- EXTRAIT DE PAGE
++++++++++++++++++++

Au cours de l'année 2013 nous avons eu la surprise de voir des institutions aussi peu suspectes de laxisme que le FMI ou l'OCDE admonester l'Union européenne, pour ses exigences de retour rapide à l'équilibre des finances publiques de ses États membres, considérant qu'une rigueur excessive peut être contreproductive, et conduire ainsi à une aggravation et non à un allégement des déficits publics.
Leur analyse confirme en tous points ce que nous avions formulé, dans notre rapport du 4 décembre 2012, où nous indiquions que : « les ajustements de la politique budgétaire intervenant, dans un contexte économique déjà déprimé, ont des effets délétères sur la croissance des États européens. Ainsi, on constate dans certains pays, et tout particulièrement en Grèce, toute l'absurdité d'une politique de réduction du déficit qui entraîne une diminution de la croissance et des recettes fiscales, aggravant le déficit qu'elle avait pour vocation de résorber ».
Un ministre grec soulignait le 7 janvier dernier le risque réel d'une chute de son Gouvernement, remplacé par des forces anti-européennes ; à ses yeux, le calendrier des réformes imposées par le programme d'aide à la Grèce – 7 mois – est trop serré pour être socialement supportable.

++++++++++++++++++++

- DONNÉES EXTRAITES
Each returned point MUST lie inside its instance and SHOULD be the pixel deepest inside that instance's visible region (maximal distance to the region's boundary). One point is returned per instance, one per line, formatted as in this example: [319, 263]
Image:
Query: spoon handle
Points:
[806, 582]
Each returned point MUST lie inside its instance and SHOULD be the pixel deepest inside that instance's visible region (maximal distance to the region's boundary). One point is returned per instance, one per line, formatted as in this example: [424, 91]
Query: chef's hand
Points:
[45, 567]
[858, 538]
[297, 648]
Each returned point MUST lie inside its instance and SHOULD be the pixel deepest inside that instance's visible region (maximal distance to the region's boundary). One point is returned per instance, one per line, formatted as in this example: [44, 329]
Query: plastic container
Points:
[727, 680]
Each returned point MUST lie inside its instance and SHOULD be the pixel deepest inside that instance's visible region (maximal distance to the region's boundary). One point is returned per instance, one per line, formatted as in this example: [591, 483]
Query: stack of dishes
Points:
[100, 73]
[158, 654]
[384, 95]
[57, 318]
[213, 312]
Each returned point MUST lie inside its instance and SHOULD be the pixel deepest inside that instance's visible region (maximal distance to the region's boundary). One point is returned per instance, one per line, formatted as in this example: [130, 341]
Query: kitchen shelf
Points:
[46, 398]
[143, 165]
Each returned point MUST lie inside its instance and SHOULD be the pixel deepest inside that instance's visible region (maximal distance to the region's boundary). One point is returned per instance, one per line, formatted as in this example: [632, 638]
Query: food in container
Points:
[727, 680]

++++++++++++++++++++

- CONSIGNE
Recopiez, dans l'extrait sur la rigueur budgétaire en Europe, tout le passage depuis « Un ministre grec » jusqu'à « être socialement supportable. », en remplaçant « trop serré » par « trop rapide ».

- CORRIGÉ
Un ministre grec soulignait le 7 janvier dernier le risque réel d'une chute de son Gouvernement, remplacé par des forces anti-européennes ; à ses yeux, le calendrier des réformes imposées par le programme d'aide à la Grèce – 7 mois – est trop rapide pour être socialement supportable.